## PAGE EXCERPT
______

With S Corp status, the company must meet certain corporate requirements, such as having a board of directors and holding regular shareholder meetings that are recorded in the company’s records. The S Corp must also appoint officers, such as a Chief Executive Officer (CEO) and a Chief Financial Officer (CFO).
An S Corp differs from a C Corp in that an S Corp has to pass through taxation, just like an LLC without S Corp status. However, S Corp owners who are active in the business must be paid a reasonable salary as defined by the IRS before they can take distributions, which for S Corps are called dividends, from the company.
Watch this video by Mark J Kohler to learn more about S Corp:
Key Differences Between an LLC and an S Corp
An LLC and an S Corp have three key differences.
As mentioned, LLCs have much management flexibility with few legal requirements, while an S Corp is subject to the requirements of a corporation including having a board of directors.
The ownership of the members of an LLC is expressed in percentages. For example, an LLC with two owners may allocate 50% ownership to each member. With S Corp status, ownership is expressed in shares, which can be sold or transferred.
As mentioned, both an LLC and an S Corp offer pass-through taxation, meaning that profits and losses are passed through to members to be reported on Schedule C of their personal tax returns.
However, LLC members are subject to self-employment taxes that fund Medicare and Social Security, and a total of 15.3%.
In an S-Corp, the profits of the company are not subject to self-employment taxes. However, as mentioned, the owners that are actively involved in managing the company must be paid a reasonable salary before taking any distributions of the company. That salary will be paid just like any salary would be paid and is subject to payroll taxes, which fund Medicare and Social Security.
What this means, in a nutshell, is that S Corp owners only pay Social Security and Medicare taxes on their salaries, not on the profits of the company. This can mean a significant tax saving.
Watch this video by LYFE Accounting to understand the difference between the two:
So, Which Is Right for Your Small Food Business?
Whether an LLC or an S Corp status is right for you essentially depends on how much your business is earning and the tax factors that are specific to you.
An S Corp status comes with additional costs from the corporate requirements and the payroll expenses of manager salaries. However, as discussed, it can provide significant tax savings.

______

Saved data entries

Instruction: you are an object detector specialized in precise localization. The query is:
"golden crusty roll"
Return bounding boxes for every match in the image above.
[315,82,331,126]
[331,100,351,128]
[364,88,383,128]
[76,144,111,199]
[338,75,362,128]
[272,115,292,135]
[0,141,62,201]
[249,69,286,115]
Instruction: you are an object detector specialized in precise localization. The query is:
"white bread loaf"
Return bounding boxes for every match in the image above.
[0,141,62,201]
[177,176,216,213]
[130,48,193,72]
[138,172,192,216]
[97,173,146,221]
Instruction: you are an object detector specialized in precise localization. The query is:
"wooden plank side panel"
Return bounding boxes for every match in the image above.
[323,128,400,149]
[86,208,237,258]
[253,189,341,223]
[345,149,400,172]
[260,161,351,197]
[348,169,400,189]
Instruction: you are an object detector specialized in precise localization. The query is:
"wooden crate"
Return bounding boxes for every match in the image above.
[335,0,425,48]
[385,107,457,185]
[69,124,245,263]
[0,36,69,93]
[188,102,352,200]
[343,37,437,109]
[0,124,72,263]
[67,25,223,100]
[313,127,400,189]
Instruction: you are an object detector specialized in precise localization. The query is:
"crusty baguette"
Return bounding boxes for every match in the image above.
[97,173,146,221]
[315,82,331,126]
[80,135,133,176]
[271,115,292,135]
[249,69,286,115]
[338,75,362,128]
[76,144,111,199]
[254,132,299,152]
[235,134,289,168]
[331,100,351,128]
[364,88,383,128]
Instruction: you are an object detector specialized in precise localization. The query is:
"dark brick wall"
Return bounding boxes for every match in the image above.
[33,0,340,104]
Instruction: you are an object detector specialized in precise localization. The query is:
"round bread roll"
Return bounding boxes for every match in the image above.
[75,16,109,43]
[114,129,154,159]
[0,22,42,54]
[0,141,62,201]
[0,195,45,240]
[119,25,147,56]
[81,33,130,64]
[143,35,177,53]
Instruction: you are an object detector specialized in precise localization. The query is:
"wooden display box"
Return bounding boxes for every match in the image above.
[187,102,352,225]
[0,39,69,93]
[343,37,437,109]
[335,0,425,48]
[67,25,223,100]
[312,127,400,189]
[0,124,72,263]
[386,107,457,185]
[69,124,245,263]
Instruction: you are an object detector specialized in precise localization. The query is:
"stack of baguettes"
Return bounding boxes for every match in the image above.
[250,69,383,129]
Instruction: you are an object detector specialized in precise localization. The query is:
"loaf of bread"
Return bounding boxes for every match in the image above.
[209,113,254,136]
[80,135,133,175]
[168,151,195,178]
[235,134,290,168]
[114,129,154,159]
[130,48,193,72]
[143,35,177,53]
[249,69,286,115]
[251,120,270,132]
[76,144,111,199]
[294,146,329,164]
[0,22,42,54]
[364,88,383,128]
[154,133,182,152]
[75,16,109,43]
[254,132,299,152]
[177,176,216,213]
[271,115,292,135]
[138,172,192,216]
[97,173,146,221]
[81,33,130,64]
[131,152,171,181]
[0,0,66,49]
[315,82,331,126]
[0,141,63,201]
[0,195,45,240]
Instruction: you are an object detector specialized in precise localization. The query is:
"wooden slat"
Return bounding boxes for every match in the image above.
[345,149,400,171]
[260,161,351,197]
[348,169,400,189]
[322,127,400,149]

______

## INSTRUCTIONS TO FOLLOW
Proceed with the passage on choosing between an LLC and an S Corp, picking up after its final sentence. The data was collected from a different source than the text.

## ANSWER SECTION
So, for an S Corp status to be beneficial, the tax savings must be greater than the additional costs of the corporate requirements and payroll. These calculations are complex and are best done with the help of your tax advisor.
Now, here’s a caveat. If you plan to grow your small food business by raising money from investors, an S Corp status may be better for you regardless of the financial advantages or disadvantages. This is because the owner of an S Corp since it’s measured in shares rather than percentages like an LLC is much easier to transfer to investors for the capital they provide. That makes S Corps much more attractive to investors than LLCs.
In general, LLCs are a good choice for small food businesses that are just starting out and don’t have a lot of employees or complex ownership structures. They are also a good choice for businesses that want to maintain flexibility in terms of management and tax treatment. S Corps, on the other hand, may be a better choice for businesses that are looking to take on investors and raise capital, or for businesses that are generating a significant amount of income and want to take advantage of the potential tax benefits.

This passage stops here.